__Objectif visé A__.
Extrayez du texte sur Salman Rushdie le passage situé entre « Salman Rushdie (ou » et « l'existence de Satan ? », ces deux extrémités comprises.
__Objectif visé B__.
Écrivez la suite du texte sur Salman Rushdie, à partir de sa dernière phrase.

__Texte cité__.
Salman Rushdie (ou : dépasser (enfin) les versets sataniques)

Par Dominique Blumenstihl-Roth



1. L'Occident s'est-il mis à croire… en l'existence de Satan ?

Août 2022. L'écrivain Salman Rushdie vient d'être victime d'une tentative d'assassinat. Il est l'auteur d'un roman qui lui a valu d'être frappé en 1989 d'une « fatwa » émise par l'Ayatollah Khomeiny… Je lui souhaite un bon rétablissement, et j'espère qu'il bénéficiera d'une protection (… divine bien qu'il n'y croit pas). En tout cas, nous ne saurions accepter qu'un écrivain subisse une telle violence ; il a le droit d'écrire ce qu'il veut comme il le veut, du moins chez nous.

__Données fournies__.
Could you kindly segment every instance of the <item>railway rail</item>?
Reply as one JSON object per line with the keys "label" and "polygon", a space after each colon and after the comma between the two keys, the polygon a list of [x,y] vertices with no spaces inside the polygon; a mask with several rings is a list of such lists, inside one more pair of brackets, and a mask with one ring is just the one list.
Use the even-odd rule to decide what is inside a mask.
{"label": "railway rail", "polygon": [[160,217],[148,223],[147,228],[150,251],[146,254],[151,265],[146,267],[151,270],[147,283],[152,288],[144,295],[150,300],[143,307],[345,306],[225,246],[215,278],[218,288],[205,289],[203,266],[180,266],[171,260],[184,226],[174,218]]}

__Réponse rédigée A__.
Salman Rushdie (ou : dépasser (enfin) les versets sataniques)

Par Dominique Blumenstihl-Roth



1. L'Occident s'est-il mis à croire… en l'existence de Satan ?

__Réponse rédigée B__.
Certains intellectuels le considèrent comme un immense auteur, « de la dimension de Dostoïevski ou encore de Cervantès », digne du prix Nobel. Les médias crient au génie et lui trouvent un talent incommensurable. Cela dit, la dévotion ne devant pas nous empêcher de penser, est-il permis d'émettre, du point de vue littéraire, une critique à l'endroit de ses fameux « versets sataniques » ? Avec une bonne dose d'obstination on parviendra à lire jusqu'au bout cet ouvrage : les félicitations allant au Lecteur d'avoir de la mansuétude à l'égard d'un tout petit roman qui ne présente aucune originalité artistique et dont l'expression est tout à fait quelconque. Le style en est plombé d'une lourdeur désobligeante, et je ne parle pas de sa traduction mais bien de l'original. Une écriture « rococo », dénuée de tout charme, un entassement verbeux sans grâce. Je me suis forcé à avaler ce prétendu « chef-d'œuvre » et s'il faut le sanctifier pour satisfaire au consensus médiatique qui l'entoure — tous les journalistes et politique qui en parlent se sont-ils donné la peine (le calvaire) de le lire jusqu'au bout — je veux bien que son auteur soit béatifié « santo subito » comme nouveau prince des génies. D'être pourchassé par l'effroyable décret meurtrier de l'Ayatollah et poignardé par un obscur individu fait certes de lui le martyre de la liberté d'expression. Nous tenons à cette liberté. Mais ce martyrat — bien involontaire de sa part — pour la noble cause dont il se trouve revêtu ne fait pas pour autant de lui le grandissime artiste que l'on prétend qu'il serait.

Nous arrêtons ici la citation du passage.